- [PROBLEM SET]:
1. Copy the passage from the caregiving discussion, beginning at the words "While I do refer" and stopping after "on this topic.".
2. In the caregiving discussion, what does caretaking count as for physician assistant applications?

- [PAGE TEXT]:
[Start of Attachment]
3600 hours as caregiver to a parent... I'm definitely sorry to hear and I'm guessing that it affected your early college grades. That said, I presume this is your parent, and, while your can include the experience in essays, it's not going to help you in the work and activities section as clinical experience.
 
3600 hours as caregiver to a parent... I'm definitely sorry to hear and I'm guessing that it affected your early college grades. That said, I presume this is your parent, and, while your can include the experience in essays, it's not going to help you in the work and activities section as clinical experience.
I was initially not sure if it would necessarily apply, but I found this info from the AAMC that listed being a caretaker as a way to gain clinical experience, so I figured that I would present it as such. But I appreciate you letting me know that schools may not see it as such.
 
I was initially not sure if it would necessarily apply, but I found this info from the AAMC that listed being a caretaker as a way to gain clinical experience, so I figured that I would present it as such. But I appreciate you letting me know that schools may not see it as such.
While I do refer a lot of people to read many articles from the AMCAS team, there are times the information they present is a bit misleading or is not aligned with the opinions/actions of admissions committee members (surprising since most people accuse SDN of misinformation, right?). Most of the committees I have worked with would be interested in the information as context to your application, but without exception, most committees will not count caretaking as clinical experience (it would be direct patient care experience for physician assistant applications). Hopefully there are programs that will, but they won't necessarily state that they do. Otherwise, we wouldn't have this uncertainty on this topic.

I have had a caretaker role for many years, and each person I've cared for had totally different relationships with physicians (private practice vs. hospital-based vs. "quacks"). But from my own clinical experiences and working in hospitals, I can agree that caretaking is a different experience than doing rounds and often is devoid of any problem solving or critical thinking that doctoring involves. I have met more with physician assistants, nurse practitioners, and clinical lab technicians because doctors are seldom available when your patient really needs the appointments unless you are rushing to the Emergency Room and waiting a number of hours to be seen (which I would count into my experience as a caregiver if I were an applicant, which may look like padding your hours). I would argue caretaking reveals more about the health care system than doctoring, and thus does not belong in the "clinical experience" bin that admissions committees want, which is to say, knowing what doctors do. Caretaking is about maintaining a treatment plan, not about critically evaluating it in the way doctors need to.
[End of Attachment]
- [GIVEN INFORMATION]:
[Start of Attachment]
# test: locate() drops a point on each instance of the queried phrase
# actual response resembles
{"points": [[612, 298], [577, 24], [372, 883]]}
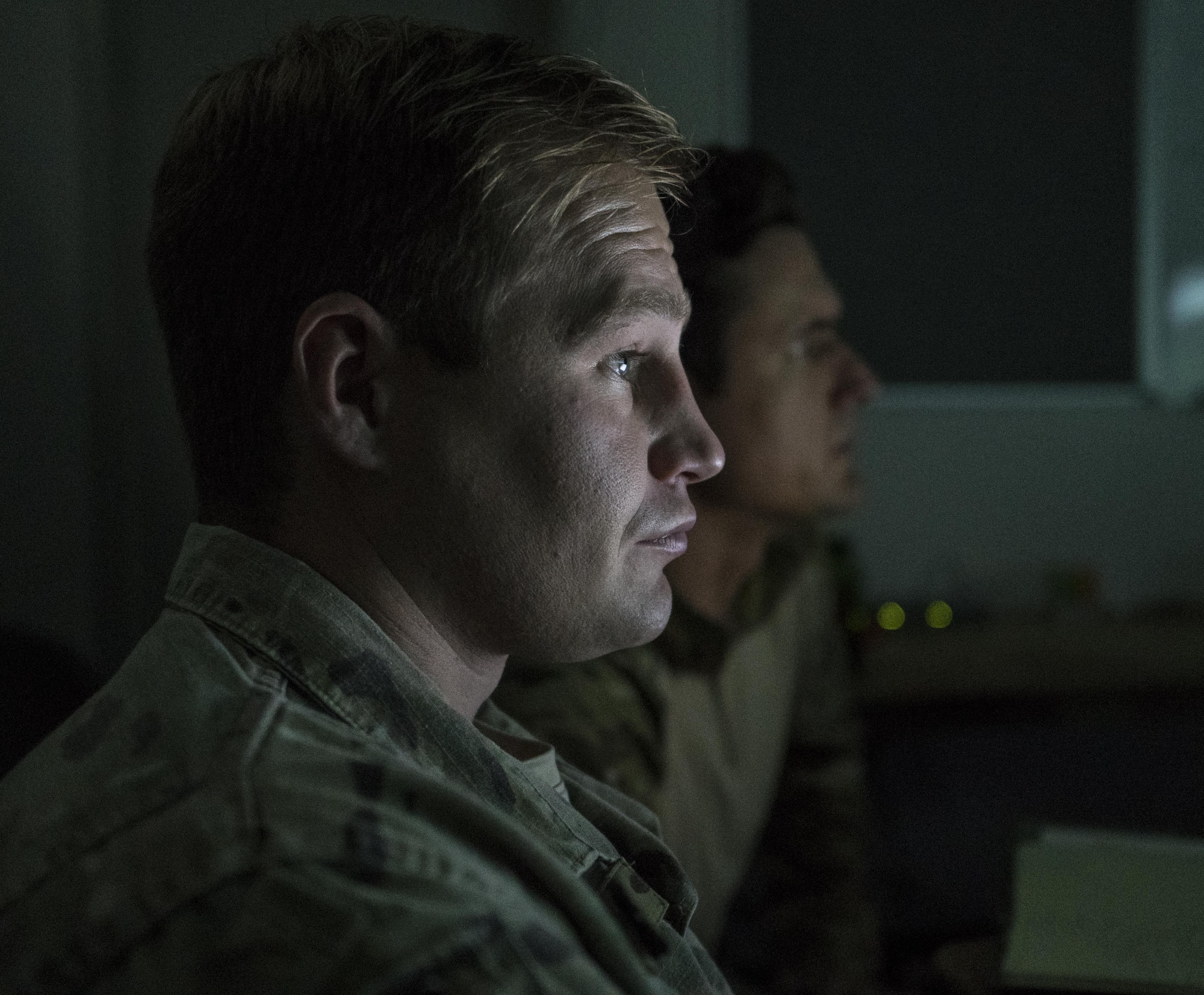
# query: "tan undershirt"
{"points": [[725, 737]]}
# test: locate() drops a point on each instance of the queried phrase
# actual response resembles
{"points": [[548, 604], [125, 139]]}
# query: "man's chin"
{"points": [[639, 616]]}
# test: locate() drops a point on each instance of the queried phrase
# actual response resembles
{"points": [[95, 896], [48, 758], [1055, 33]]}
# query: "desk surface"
{"points": [[1031, 659]]}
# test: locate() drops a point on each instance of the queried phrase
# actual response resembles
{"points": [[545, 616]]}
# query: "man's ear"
{"points": [[343, 351]]}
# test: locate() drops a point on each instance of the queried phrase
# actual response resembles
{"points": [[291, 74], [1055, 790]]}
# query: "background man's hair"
{"points": [[735, 198], [429, 170]]}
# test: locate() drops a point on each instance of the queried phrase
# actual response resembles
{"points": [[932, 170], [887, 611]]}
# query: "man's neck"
{"points": [[344, 554], [727, 546]]}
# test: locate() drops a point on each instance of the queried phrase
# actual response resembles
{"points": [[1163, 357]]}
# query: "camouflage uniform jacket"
{"points": [[800, 917], [270, 798]]}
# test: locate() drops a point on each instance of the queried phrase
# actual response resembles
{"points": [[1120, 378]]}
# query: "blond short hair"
{"points": [[429, 170]]}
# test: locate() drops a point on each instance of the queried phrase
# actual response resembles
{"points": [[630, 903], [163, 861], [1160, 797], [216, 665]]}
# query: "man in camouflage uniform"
{"points": [[736, 725], [423, 320]]}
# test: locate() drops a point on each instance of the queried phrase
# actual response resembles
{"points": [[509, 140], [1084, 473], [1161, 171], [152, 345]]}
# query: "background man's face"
{"points": [[538, 499], [787, 411]]}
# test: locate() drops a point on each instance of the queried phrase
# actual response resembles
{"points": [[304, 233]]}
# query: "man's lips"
{"points": [[672, 540]]}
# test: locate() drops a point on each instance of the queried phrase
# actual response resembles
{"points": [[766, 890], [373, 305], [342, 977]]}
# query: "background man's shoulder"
{"points": [[604, 716]]}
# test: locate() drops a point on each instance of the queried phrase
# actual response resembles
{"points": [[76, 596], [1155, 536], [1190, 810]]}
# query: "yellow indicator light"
{"points": [[939, 615], [857, 619], [892, 616]]}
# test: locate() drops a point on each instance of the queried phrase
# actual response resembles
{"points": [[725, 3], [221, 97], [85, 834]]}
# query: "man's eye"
{"points": [[624, 365], [811, 347]]}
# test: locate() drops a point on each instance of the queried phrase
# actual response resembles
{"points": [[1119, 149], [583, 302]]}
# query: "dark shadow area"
{"points": [[957, 784], [970, 175], [42, 683]]}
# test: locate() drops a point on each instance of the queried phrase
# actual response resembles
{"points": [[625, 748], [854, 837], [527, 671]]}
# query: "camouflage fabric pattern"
{"points": [[804, 919], [270, 798]]}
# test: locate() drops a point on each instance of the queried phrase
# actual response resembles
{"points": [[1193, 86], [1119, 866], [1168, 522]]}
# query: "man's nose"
{"points": [[857, 383], [686, 450]]}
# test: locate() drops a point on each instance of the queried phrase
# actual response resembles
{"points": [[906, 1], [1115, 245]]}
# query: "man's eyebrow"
{"points": [[671, 305], [824, 324]]}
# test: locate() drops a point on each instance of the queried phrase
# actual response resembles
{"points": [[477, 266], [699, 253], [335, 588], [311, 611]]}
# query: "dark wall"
{"points": [[970, 172]]}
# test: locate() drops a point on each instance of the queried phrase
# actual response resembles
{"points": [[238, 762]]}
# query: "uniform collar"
{"points": [[339, 658]]}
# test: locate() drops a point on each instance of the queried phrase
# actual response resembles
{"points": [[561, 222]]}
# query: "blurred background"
{"points": [[1011, 197]]}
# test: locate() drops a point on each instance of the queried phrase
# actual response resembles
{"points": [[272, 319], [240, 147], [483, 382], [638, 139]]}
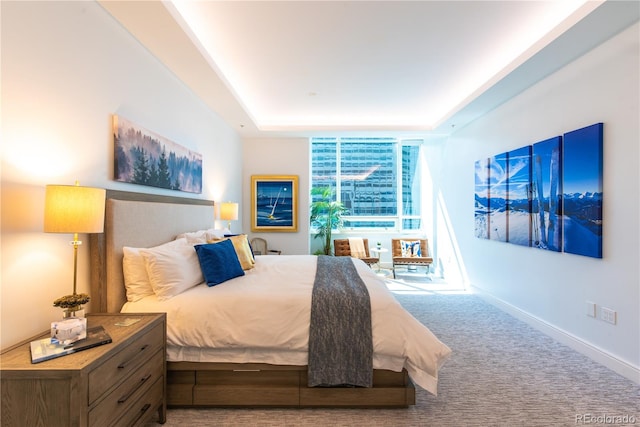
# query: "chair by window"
{"points": [[409, 251], [341, 247], [259, 247]]}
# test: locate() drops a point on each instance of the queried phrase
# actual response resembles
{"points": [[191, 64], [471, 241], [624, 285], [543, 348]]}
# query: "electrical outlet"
{"points": [[608, 315], [591, 309]]}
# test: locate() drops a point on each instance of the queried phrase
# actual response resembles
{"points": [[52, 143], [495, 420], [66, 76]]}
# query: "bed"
{"points": [[209, 365]]}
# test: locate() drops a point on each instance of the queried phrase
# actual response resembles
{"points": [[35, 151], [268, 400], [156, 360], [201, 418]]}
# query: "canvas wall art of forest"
{"points": [[146, 158]]}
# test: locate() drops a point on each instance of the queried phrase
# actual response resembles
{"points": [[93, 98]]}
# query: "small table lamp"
{"points": [[229, 212], [73, 209]]}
[End of Attachment]
- [ANSWERS PROVIDED]:
1.
While I do refer a lot of people to read many articles from the AMCAS team, there are times the information they present is a bit misleading or is not aligned with the opinions/actions of admissions committee members (surprising since most people accuse SDN of misinformation, right?). Most of the committees I have worked with would be interested in the information as context to your application, but without exception, most committees will not count caretaking as clinical experience (it would be direct patient care experience for physician assistant applications). Hopefully there are programs that will, but they won't necessarily state that they do. Otherwise, we wouldn't have this uncertainty on this topic.

2. Direct patient care experience.